PAGE TEXT >>
■ ■ ■ ■ ■ ■ ■
“Everybody would be rich, if nobody tried to be richer. And nobody would be poor, if everybody tried to be the poorest.” (Peter Maurin, Easy Essays).
This weekend, I had the joy and pleasure of (once again) visiting my daughter, Kateri, in Detroit. She has lived there for about six years and spent a few of those years living in the Catholic Worker community there. As many of you may know, the Catholic Worker movement has a strong tradition of social justice and critique of our economic systems, and so anytime Kateri and I are together, we have a lot of conversations about these topics (and I am so grateful for her perspective and witness on these issues).
While most people know the name Dorothy Day as associated with the Catholic Worker movement, Peter Maurin is the lesser known “co-founder.” Maurin, whose vision was simple and radical, helped Dorothy Day (a convert to Catholicism) learn more about the church’s social teachings. Maurin saw the spiritual life as central to life (period) and took seriously the biblical mandate to love one’s neighbor. And part of Maurin’s vision was a radical restructuring of economic life that he (already) saw was headed out of control and antithetical to the gospel back in the 1930’s. His “Easy Essays” are often simple yet profound critiques and invitations related to the gospel and social life.
I can only imagine what Pater Maurin would write these days!
In today’s first reading from Ephesians 2, we hear Paul say that “You were dead in your transgressions and sins in which you once lived following the age of this world…[but] by grace you have been saved.”
I know that in the past, I used to breeze over passages like this, figuring that they were too focused on “sin” and only speaking about immoral behavior (which I had heard more than enough of in church).
■ ■ ■ ■ ■ ■ ■
[Excerpts of labeled region data]
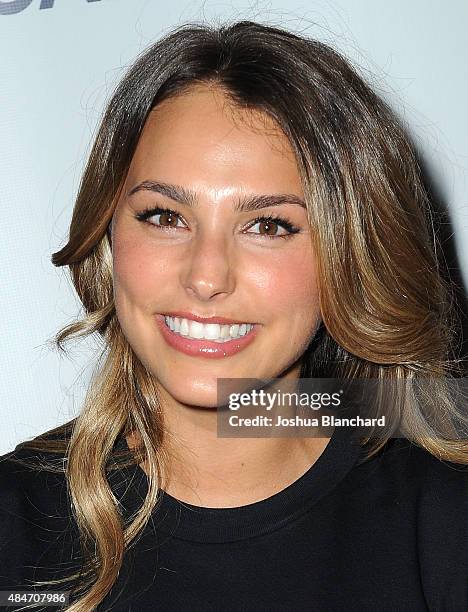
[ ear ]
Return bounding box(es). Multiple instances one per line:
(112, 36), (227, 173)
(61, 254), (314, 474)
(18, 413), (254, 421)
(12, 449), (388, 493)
(106, 217), (114, 250)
■ ■ ■ ■ ■ ■ ■
GIVEN REQUEST 1 >> Summarize the reflection on Peter Maurin in two sentences.
GIVEN REQUEST 2 >> Please write a continuation of the reflection on Peter Maurin, starting after its final sentence.

EXERCISE RESULT 1 >> The writer describes visiting their daughter Kateri in Detroit, where she spent a few years in the Catholic Worker community, and their many conversations about social justice and economic systems. The piece then introduces Peter Maurin, the lesser-known co-founder of the Catholic Worker movement whose vision included a radical restructuring of economic life, before turning to a passage from Ephesians 2 that the writer used to breeze over.

EXERCISE RESULT 2 >>
But what if we replace a few words in Paul’s exhortation and hear it to say, “You were dead by the economic arrangements in which you once lived following the age of this world.” Changing just a few words, this passage’s meaning shifts pretty dramatically.
What does that change for you? What economic arrangements are we bound in that kill our spirit (and perhaps kill the spirit and bodies of others)?
And the gospel continues this theme.
The passage from Luke 12 today finds Jesus being consulted about a dispute over an inheritance and he says flat out, “Take care to guard against all greed, for though one may be rich, one’s life does not consist of possessions.” He goes on to tell a parable about the “Rich Fool.” A farmer who has a bumper crop asks himself, “What shall I do, for I do not have space to store my harvest? I know,” he says, “I shall tear down my barns and build larger ones.There I shall store all my grain and other goods and I shall say to myself, “Now as for you, you have so many good things stored up for many years, rest, eat, drink, be merry!”’
If we paused right there, I’d say that this sounds a lot like the “American dream.” Get more stuff. Store it in bigger spaces. Make sure you are all set. Relax and enjoy!
And at a deeper level, the rich person’s thinking is what we’d probably hear from any modern financial consultant, right? Maximize your investments, boost your 401K and create personal wealth so that you can be free to do what you’d like to do.
Ched Myers, in a reflection on this passage, says that “This farmer sees his prosperity as an entitlement, but it was widely understood in antiquity that inordinate wealth was built on the backs of others.”
The same is true today. Wealth – and not just inordinate wealth – is often “built on the backs of others.”
Jesus’ story goes on to say that the rich man’s life was to be taken by God that very night, and God calls him a fool for living this way. Jesus ends the story with the warning, “Thus will it be for the one who stores up treasure for themselves but is not rich in what matters to God.”
These kinds of stories bring up so many questions for me, and if we were all together right now, I’d want to know what they bring up for you. Passages like the one from Luke 12 invite us to break the silence that many of us were taught to keep related to money and assets, and they remind us that conversations about money and wealth BELONG in church settings!
Jesus’ concluding words today offer us some deep questions. They invite us to reflect on themes like “What, actually, matters to God?” “What does greed look like in today’s world?” and “What would it mean to take a passage like this seriously?”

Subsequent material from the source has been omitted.